═══ Supplied information ═══
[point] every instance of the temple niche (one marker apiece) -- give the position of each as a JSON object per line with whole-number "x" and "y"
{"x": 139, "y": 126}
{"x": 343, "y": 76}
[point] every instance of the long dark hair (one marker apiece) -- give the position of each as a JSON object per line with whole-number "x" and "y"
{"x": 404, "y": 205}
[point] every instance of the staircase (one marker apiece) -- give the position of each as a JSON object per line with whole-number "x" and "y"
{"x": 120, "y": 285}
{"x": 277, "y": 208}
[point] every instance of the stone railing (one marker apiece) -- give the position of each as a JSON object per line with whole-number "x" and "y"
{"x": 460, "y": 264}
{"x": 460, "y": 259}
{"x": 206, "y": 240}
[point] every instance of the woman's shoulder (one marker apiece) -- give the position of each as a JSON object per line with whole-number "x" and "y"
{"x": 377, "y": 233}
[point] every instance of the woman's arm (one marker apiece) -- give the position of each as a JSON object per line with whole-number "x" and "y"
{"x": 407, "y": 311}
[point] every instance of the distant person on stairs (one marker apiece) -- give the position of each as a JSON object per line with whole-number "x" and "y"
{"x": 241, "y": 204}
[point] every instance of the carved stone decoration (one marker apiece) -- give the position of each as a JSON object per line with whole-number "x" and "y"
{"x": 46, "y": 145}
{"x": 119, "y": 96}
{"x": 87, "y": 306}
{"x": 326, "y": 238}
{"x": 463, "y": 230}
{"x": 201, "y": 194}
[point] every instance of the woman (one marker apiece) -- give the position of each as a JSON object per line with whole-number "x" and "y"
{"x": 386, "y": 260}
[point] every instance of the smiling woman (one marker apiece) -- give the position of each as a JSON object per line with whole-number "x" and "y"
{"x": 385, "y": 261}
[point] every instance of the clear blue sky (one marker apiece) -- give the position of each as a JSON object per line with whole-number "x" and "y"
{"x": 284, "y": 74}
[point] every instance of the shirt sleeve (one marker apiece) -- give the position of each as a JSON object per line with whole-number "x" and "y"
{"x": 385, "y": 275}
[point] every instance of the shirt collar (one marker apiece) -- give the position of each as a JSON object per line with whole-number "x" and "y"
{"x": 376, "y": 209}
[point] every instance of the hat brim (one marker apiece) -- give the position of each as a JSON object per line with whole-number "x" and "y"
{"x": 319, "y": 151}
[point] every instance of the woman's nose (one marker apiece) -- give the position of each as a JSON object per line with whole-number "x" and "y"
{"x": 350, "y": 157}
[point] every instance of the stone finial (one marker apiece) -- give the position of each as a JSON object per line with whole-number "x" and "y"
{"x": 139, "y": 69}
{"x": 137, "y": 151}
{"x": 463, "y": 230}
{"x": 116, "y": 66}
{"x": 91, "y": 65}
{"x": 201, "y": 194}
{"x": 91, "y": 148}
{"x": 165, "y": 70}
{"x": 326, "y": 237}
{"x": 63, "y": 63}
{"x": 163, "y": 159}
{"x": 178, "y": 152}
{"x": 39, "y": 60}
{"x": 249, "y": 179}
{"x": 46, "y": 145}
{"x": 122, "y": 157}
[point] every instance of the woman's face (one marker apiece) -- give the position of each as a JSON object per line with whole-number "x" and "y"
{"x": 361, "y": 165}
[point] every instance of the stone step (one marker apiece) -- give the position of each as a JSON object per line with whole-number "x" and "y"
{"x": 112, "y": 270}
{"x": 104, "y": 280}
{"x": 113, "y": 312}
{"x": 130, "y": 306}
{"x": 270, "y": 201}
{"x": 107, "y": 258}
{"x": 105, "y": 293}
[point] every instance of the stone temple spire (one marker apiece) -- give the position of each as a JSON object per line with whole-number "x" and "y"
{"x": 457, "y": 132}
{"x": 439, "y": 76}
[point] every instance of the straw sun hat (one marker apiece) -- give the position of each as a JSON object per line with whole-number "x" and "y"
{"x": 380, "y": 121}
═══
═══ Supplied information ═══
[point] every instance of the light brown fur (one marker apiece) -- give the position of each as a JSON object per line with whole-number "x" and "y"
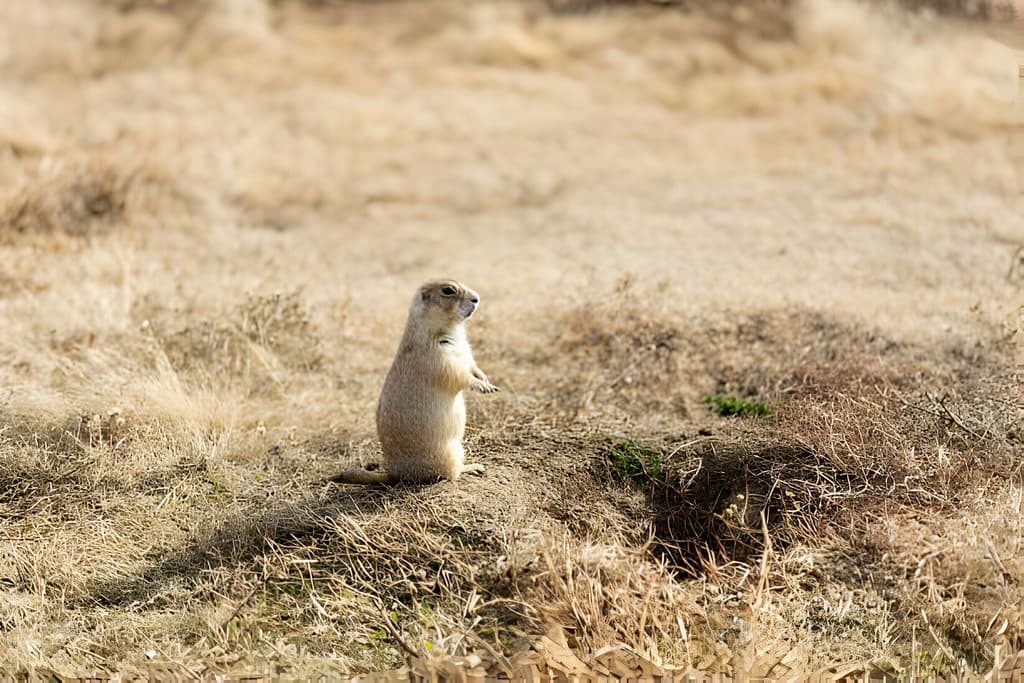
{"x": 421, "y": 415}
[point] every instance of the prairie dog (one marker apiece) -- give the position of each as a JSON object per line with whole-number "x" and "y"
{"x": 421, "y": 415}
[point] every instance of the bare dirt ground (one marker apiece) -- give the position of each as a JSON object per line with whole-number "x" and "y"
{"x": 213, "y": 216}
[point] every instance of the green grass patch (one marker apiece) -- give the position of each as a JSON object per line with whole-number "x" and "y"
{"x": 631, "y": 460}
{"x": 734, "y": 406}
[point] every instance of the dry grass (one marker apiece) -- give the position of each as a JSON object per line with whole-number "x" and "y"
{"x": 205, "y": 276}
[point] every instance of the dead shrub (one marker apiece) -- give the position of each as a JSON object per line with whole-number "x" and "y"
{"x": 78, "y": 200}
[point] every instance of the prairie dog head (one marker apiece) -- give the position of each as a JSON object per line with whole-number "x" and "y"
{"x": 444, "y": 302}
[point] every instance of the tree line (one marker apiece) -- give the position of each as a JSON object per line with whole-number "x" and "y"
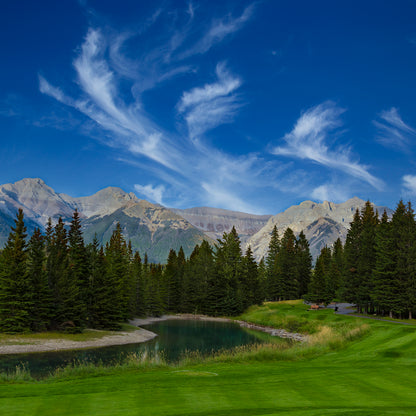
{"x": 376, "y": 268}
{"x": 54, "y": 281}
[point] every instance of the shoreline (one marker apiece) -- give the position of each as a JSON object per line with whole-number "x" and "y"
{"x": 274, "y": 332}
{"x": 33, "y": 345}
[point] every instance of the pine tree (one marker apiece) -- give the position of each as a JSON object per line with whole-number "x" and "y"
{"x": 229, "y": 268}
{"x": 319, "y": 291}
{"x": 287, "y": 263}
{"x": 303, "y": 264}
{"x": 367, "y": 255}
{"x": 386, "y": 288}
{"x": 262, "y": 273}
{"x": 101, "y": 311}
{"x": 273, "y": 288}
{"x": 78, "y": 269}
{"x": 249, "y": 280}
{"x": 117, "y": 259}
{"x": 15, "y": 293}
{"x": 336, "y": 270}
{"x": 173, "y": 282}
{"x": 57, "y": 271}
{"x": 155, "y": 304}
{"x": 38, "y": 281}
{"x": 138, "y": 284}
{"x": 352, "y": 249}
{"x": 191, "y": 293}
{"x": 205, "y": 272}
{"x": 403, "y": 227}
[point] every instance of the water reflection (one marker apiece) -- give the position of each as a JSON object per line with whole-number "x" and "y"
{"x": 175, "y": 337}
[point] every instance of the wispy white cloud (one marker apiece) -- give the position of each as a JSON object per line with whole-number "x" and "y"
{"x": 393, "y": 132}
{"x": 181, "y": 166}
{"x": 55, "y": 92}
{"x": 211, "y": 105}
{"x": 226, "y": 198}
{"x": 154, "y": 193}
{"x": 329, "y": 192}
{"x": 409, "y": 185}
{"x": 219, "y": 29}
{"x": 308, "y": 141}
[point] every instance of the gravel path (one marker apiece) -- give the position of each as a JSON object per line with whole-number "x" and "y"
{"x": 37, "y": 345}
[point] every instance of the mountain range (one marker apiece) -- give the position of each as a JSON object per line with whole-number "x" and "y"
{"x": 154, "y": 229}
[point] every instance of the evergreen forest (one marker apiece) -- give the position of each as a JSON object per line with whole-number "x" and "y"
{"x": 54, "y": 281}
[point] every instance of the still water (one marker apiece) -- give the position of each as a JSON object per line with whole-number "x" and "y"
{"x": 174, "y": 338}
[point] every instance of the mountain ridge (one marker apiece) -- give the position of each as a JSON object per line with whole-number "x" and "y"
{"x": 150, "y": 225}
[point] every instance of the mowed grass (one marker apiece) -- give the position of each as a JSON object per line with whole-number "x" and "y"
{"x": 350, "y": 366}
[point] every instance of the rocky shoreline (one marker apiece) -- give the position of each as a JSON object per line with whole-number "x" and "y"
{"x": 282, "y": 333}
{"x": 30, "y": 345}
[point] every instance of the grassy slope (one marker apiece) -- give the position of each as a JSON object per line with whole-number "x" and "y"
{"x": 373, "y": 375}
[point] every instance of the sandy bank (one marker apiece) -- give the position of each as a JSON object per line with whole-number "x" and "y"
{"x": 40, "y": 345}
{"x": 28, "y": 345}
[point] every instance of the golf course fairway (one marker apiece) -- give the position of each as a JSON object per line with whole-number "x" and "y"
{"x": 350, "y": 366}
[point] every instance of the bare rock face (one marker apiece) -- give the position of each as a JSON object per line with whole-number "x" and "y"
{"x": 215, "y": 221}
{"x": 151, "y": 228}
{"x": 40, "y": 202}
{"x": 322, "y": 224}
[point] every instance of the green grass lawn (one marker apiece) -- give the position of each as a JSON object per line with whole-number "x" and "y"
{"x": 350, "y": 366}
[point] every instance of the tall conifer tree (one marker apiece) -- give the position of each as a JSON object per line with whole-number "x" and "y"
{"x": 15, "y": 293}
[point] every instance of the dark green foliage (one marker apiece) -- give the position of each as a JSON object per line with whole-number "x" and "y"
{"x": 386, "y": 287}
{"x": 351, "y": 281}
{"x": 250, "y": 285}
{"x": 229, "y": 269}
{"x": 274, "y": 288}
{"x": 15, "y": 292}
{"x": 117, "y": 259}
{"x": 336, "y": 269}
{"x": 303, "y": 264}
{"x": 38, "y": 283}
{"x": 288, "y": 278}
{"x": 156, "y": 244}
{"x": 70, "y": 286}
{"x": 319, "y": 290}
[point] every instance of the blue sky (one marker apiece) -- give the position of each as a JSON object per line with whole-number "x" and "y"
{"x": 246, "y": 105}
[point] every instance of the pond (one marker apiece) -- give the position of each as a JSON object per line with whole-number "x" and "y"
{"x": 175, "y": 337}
═══
Goal >> State how many lines of the records above contain the string "shirt", treating uppercase and lowercase as different. Give only the number.

Solved problem >> 2